Page extract =>

The more time you spend on your analog journey, (or any pursuit for that matter) it’s tougher to be knocked on your ear. Not from a jaded perspective, but one of familiarity. Once you’ve heard a number of phono cartridges from the MM and the MC camps, at various price points, it’s easy to construct a matrix of like vs. want vs. afford vs. synergistic. But the DS Audio E1 is truly special. And it’s not crazy money. At $2,750, it includes the DS “equalizer” that is required to amplify the signal from this optical cartridge, which will not work in the context of MM or MC, because of the way it translates the sound from the grooves to electrical impulses.
Queuing up Madeline Peyroux’ Bare Bones is the essence of grain free sound, and immediately has me wondering if this is DS Audio’s entry level combination (there are three higher levels of equalizer and cartridge) I’m freaking out wondering how much better this can get. The DS Audio E1 combines the dreaminess of analog tape with the sheer quiet of high resolution digital.
The presentation this cartridge provides lets you just sink into the music like a massive beanbag chair. It’s so comfortable and artifact free, you never want to fire the booster rockets and escape the gravitational pull of your listening chair. But you will have to get up and change the record. Where’s Alfred when you need him?
You won’t miss what you can’t have
Of course, you can’t have everything for $2,750, but the DS Audio E1 gives you so much music, unless you’ve got tremendous cash reserves you might not ever miss it. Moving to Aimee Mann’s Lost In Space reveals layer upon layer of low level, atmospheric, positively trippy sounds that weren’t coming through in this way, even with my $10k Koetsu Jade Platinum and Pass XS phono stage. As my pal from across the pond Ken Kessler said in his review of the same cartridge, “you won’t be prying my Koetsu out of my hands anytime soon,” I concur, yet this cartridge has a special presentation.
The DS Audio E1 lacks a bit of ultimate dynamic punch and slam, and a slightly diminished left to right soundstage that the top cartridge/phono stage combinations offer. Where the Koetsu paints a sonic picture that goes beyond my speakers, almost beyond the room walls, the DS Audio E1 goes a bit past the speaker boundaries – still just fine. Yet, what it serves up a massive dose of, is flow and pace.
However, the picture painted by the DS Audio E1 is more coherent. If you happen to be a classical music lover, it’s like the way an orchestra sounds in a great hall – sounds come from general directions, but it’s not “pinpoint imaging” like you hear in Steely Dan’s Aja. (or any of your other favorite meticulously recorded rock records) It’s like mono with benefits. Imagine being able to enlarge a single, original Quad 57 to be about ten feet wide and six feet tall. It’s kind of like that.
The DS Audio E1 is so organic, so cohesive, it’s the ultimate anti-audiophile cartridge. Give your audiophile adjective gland to rest and shut the cliché generator down and just listen. Much like a pair of Magnepans in the sense that they are budget speakers that require top notch ancillaries to really deliver everything they are capable of, the DS Audio E1 is both awesome and counterintuitive in the same way. It’s at its best in the context of a resolving system.
The difference
MM and MC cartridges both produce sound in the same basic way. A cantilever vibrates in the record groove with tiny magnets at the end inside a fixed coil or tiny coils inside a fixed magnet structure. Either way, it’s a fully electromagnetic system that is still bogged down by the structure used.

What is asked =>
A. Sum up the review of the DS Audio E1 cartridge in two sentences.
B. Copy the records word for word, from the line with "Please trace the outline of every instance of the car hood." up to and including the last line of the records.

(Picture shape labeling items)

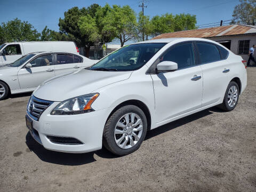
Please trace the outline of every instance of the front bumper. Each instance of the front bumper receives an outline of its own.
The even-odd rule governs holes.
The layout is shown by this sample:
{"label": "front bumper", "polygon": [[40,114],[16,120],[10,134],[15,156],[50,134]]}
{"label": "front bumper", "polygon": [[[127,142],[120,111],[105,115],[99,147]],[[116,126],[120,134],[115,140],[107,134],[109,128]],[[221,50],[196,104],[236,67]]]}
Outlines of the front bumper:
{"label": "front bumper", "polygon": [[[54,102],[41,115],[38,121],[31,118],[34,130],[31,136],[46,149],[66,153],[82,153],[101,149],[102,133],[110,109],[107,108],[79,115],[51,115],[59,102]],[[59,144],[51,142],[47,136],[76,139],[82,144]]]}

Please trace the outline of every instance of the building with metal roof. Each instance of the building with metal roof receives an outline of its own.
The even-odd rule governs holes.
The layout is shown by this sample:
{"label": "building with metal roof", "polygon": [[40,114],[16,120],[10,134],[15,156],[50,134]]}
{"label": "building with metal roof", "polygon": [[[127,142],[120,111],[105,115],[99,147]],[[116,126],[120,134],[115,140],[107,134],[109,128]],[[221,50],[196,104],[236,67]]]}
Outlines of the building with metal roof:
{"label": "building with metal roof", "polygon": [[198,37],[213,40],[247,60],[250,47],[256,44],[256,26],[236,24],[188,30],[161,34],[153,39],[177,37]]}

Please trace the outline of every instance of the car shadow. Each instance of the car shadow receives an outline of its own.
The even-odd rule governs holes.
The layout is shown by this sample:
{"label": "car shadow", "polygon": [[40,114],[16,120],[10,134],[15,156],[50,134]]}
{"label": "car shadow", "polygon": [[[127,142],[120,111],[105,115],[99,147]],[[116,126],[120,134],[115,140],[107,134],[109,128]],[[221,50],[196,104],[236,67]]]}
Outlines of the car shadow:
{"label": "car shadow", "polygon": [[[179,127],[186,123],[211,115],[213,112],[222,113],[222,111],[216,107],[214,107],[198,112],[149,131],[147,133],[145,140],[148,140],[155,136]],[[75,166],[92,163],[97,161],[94,157],[94,154],[103,158],[120,157],[120,156],[113,154],[103,147],[102,149],[83,154],[71,154],[51,151],[46,149],[43,146],[37,143],[32,138],[29,132],[28,132],[26,136],[26,143],[29,150],[34,152],[42,161],[59,165]]]}

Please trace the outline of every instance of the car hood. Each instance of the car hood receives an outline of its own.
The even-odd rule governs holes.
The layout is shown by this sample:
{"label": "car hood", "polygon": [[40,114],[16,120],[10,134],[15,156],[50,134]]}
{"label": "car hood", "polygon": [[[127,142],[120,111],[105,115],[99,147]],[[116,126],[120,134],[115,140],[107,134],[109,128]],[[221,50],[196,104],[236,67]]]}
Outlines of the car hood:
{"label": "car hood", "polygon": [[131,73],[132,71],[102,71],[83,69],[44,82],[33,94],[41,99],[62,101],[127,79]]}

Final results =>
A. The DS Audio E1 is an optical phono cartridge that costs $2,750 with the equalizer it needs, and its sound is grain free, quiet, and so comfortable that listening feels like sinking into the music. Next to top cartridge and phono stage combinations it gives up some dynamic punch and soundstage width, but it offers a more coherent picture with plenty of flow and pace, and it is at its best in a resolving system.

B.
Please trace the outline of every instance of the car hood. Each instance of the car hood receives an outline of its own.
The even-odd rule governs holes.
The layout is shown by this sample:
{"label": "car hood", "polygon": [[40,114],[16,120],[10,134],[15,156],[50,134]]}
{"label": "car hood", "polygon": [[[127,142],[120,111],[105,115],[99,147]],[[116,126],[120,134],[115,140],[107,134],[109,128]],[[221,50],[196,104],[236,67]]]}
Outlines of the car hood:
{"label": "car hood", "polygon": [[131,73],[132,71],[102,71],[83,69],[44,82],[33,94],[41,99],[62,101],[127,79]]}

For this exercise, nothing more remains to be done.